## Supplied information
_ _ _ _

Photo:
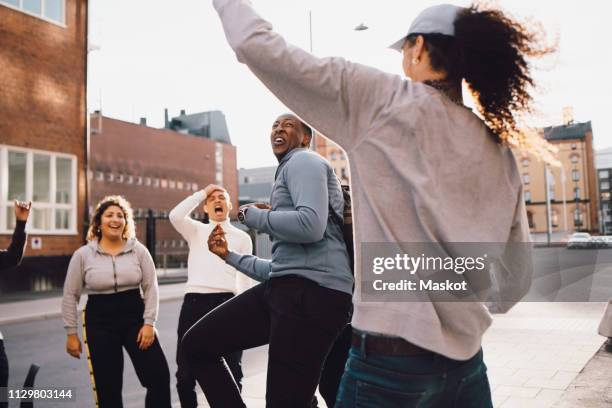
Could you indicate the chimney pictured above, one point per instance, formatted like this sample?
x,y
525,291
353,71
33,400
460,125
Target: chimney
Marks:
x,y
568,115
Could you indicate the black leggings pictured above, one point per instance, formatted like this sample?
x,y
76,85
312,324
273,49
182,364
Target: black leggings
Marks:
x,y
3,376
112,322
297,317
195,306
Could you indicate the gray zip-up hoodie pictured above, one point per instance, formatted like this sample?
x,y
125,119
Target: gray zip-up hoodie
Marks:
x,y
100,273
423,169
305,240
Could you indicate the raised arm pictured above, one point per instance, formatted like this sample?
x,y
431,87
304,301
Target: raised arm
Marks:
x,y
180,215
150,290
13,255
307,183
338,98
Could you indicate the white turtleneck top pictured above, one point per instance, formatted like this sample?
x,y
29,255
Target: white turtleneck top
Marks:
x,y
206,272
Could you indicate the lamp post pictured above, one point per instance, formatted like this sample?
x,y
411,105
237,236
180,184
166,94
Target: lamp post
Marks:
x,y
360,27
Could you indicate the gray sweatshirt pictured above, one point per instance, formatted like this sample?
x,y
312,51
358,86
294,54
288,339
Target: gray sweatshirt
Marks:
x,y
422,170
305,240
100,273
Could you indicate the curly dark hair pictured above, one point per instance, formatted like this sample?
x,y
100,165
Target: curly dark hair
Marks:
x,y
490,51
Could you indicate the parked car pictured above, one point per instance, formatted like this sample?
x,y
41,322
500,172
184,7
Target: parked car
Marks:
x,y
579,240
599,242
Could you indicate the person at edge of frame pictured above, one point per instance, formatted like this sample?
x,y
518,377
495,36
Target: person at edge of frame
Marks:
x,y
304,300
10,258
412,146
210,281
122,307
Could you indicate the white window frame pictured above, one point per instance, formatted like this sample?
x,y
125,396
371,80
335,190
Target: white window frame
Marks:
x,y
42,12
6,204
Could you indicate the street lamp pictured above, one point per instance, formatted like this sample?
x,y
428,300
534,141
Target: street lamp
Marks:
x,y
360,27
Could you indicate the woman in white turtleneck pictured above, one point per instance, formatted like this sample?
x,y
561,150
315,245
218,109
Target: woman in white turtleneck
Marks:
x,y
210,281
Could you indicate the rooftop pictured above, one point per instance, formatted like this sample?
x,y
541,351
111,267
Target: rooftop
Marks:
x,y
565,132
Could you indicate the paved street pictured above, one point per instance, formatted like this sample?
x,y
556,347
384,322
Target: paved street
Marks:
x,y
534,353
43,342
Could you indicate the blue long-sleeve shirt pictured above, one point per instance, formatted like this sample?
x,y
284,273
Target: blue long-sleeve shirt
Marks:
x,y
305,240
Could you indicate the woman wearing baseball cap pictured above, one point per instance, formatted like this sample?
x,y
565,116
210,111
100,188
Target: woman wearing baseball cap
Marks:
x,y
424,169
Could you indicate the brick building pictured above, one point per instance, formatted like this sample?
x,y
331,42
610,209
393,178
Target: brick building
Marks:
x,y
603,159
335,155
43,131
155,169
572,187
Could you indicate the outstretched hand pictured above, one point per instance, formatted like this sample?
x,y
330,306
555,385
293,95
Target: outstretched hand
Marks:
x,y
217,244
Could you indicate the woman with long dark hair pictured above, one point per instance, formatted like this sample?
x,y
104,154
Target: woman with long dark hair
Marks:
x,y
119,274
424,169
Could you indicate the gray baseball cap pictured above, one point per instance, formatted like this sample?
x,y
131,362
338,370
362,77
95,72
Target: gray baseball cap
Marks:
x,y
438,19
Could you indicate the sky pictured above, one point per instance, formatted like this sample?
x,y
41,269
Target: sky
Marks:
x,y
146,55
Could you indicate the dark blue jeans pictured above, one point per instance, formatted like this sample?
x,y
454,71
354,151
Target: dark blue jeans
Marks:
x,y
428,381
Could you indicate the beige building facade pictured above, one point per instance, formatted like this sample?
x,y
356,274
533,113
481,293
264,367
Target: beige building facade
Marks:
x,y
572,186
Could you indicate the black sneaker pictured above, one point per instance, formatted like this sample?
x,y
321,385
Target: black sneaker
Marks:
x,y
608,345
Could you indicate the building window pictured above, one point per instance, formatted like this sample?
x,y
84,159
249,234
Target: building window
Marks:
x,y
50,10
525,178
530,219
554,218
45,178
577,217
219,164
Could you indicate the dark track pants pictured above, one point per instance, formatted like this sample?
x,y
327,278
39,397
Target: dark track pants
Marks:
x,y
298,318
112,322
3,374
195,306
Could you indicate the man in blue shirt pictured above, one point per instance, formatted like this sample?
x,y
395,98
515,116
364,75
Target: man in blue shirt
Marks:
x,y
304,299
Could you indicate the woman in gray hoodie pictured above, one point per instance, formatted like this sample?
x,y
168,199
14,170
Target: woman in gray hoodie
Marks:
x,y
119,275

_ _ _ _

## What is required
Each entry should be repeated exactly as it appears; the pictures stay out.

## Written solution
Photo:
Could you indicate the chimney pictured above, one point per instance, formatted like this sample?
x,y
525,291
353,71
33,400
460,125
Target: chimney
Marks:
x,y
568,115
Could you indicate the black leggings pictured above, one point per instance, formatted like this sample?
x,y
76,85
312,324
273,49
182,364
Target: black leggings
Marks:
x,y
3,376
112,322
297,317
195,306
Could you indicate the gray zip-up hoodie pictured above, one point per instance, formatted like this sample?
x,y
125,119
Target: gray zip-up hoodie
Marks:
x,y
100,273
423,169
305,240
Could you indicate the raised arm pictured above, one point per instance, formatted like this sample?
x,y
431,87
304,301
Target: raised arm
Marks:
x,y
180,215
150,290
13,255
307,183
338,98
Could you indicate the white turtleneck top pictured above, one point per instance, formatted like this sample?
x,y
29,255
Target: white turtleneck top
Marks:
x,y
206,272
Could you indicate the lamp post pictured above, one point per instance, formatted like this sample?
x,y
411,105
237,236
180,184
166,94
Target: lamp post
Marks:
x,y
360,27
Could you indicate the gray sweatshirt pictured above, one point per instance, formatted like this sample?
x,y
312,51
358,86
294,54
288,339
Target: gray sweatshirt
Marks:
x,y
422,170
305,240
100,273
Could you indicate the curly dark hair pictured above, one point per instance, formatted like this sample?
x,y
100,165
Target: curly dark hair
Marks:
x,y
490,51
Could you indicate the parked car pictured above, one point per instance, formatted like this sample?
x,y
41,322
500,172
184,7
Target: parked car
Marks:
x,y
579,240
599,242
Could you indicate the person at edge of frame pictured above, one point per instance, formatted like this sample?
x,y
518,377
495,36
Target: person at edge of frame
Marks:
x,y
304,300
10,258
412,146
210,281
122,307
Could you indicate the white window frame pictured above, one point per instance, formatted like this sample?
x,y
125,396
371,80
335,190
Target: white window frame
Marks:
x,y
42,12
6,204
Could you indicate the street lamp pictured above, one point per instance, formatted like this sample?
x,y
428,300
534,141
Target: street lamp
Marks:
x,y
360,27
Could you indicate the woman in white turtleneck pictured above, one point per instance, formatted like this sample?
x,y
561,150
315,245
218,109
Target: woman in white turtleneck
Marks:
x,y
210,281
Could you indicate the rooftop pictured above, one point per instance, formatted like this sample?
x,y
541,351
111,267
Target: rooftop
Marks:
x,y
565,132
Could you indicate the paved street pictured above, one point per instance, formatted like this sample?
x,y
556,347
384,322
Target: paved street
Marks:
x,y
534,353
43,342
Could you indicate the blue long-sleeve shirt pictured above, one point per instance, formatted like this sample?
x,y
284,273
Target: blue long-sleeve shirt
Marks:
x,y
305,240
Could you indicate the woman wearing baseball cap pictured above, one point per instance, formatted like this sample?
x,y
565,116
210,111
100,188
Target: woman wearing baseball cap
Marks:
x,y
424,169
Could you indicate the brick building pictured above, one point per instance, formatted like this sample?
x,y
331,42
610,209
393,178
Target: brick building
Marks:
x,y
603,159
335,155
43,131
155,169
572,187
Could you indicate the outstretched hand pictured above, one point per instance, formatted like this sample?
x,y
330,306
555,385
293,95
Target: outstretched hand
Marks:
x,y
217,244
Could you indicate the woman with long dark hair pictured above, one point per instance, formatted like this sample?
x,y
104,154
Target: woman with long dark hair
Marks:
x,y
119,274
424,169
Could you indicate the gray baseball cap pictured above, one point per instance, formatted like this sample?
x,y
131,362
338,370
362,77
95,72
Target: gray baseball cap
Marks:
x,y
438,19
Could you indicate the sky pictured above, one point per instance, formatted like this sample?
x,y
41,269
Target: sky
Marks:
x,y
146,55
Could you indicate the dark blue jeans pictured above, one point per instance, formatted like this sample?
x,y
454,71
354,151
Target: dark blue jeans
Marks:
x,y
428,381
Could you indicate the beige building facade pictured above, one point per instance, formatted like this sample?
x,y
356,274
533,113
481,293
264,367
Target: beige building facade
Marks:
x,y
572,186
Could you indicate the black sneaker pictured above, one point per instance, formatted like this sample?
x,y
321,385
Target: black sneaker
Marks:
x,y
608,345
Could you indicate the building window pictured above, one point per instance, formatted like this sample?
x,y
84,159
249,234
Target: building window
Marks:
x,y
50,10
525,178
530,219
554,218
45,178
577,217
219,164
Could you indicate the dark track pants pictured above, one point per instance, formatted like this sample?
x,y
327,278
39,397
Target: dark track pants
Marks:
x,y
298,318
112,322
3,374
195,306
Could you indicate the man in blue shirt pictured above, one point per instance, formatted like this sample?
x,y
395,98
515,116
364,75
Target: man in blue shirt
Marks:
x,y
304,299
Could you indicate the woman in gray hoodie pictured above, one point per instance, formatted like this sample?
x,y
168,199
14,170
Target: woman in gray hoodie
Marks:
x,y
119,275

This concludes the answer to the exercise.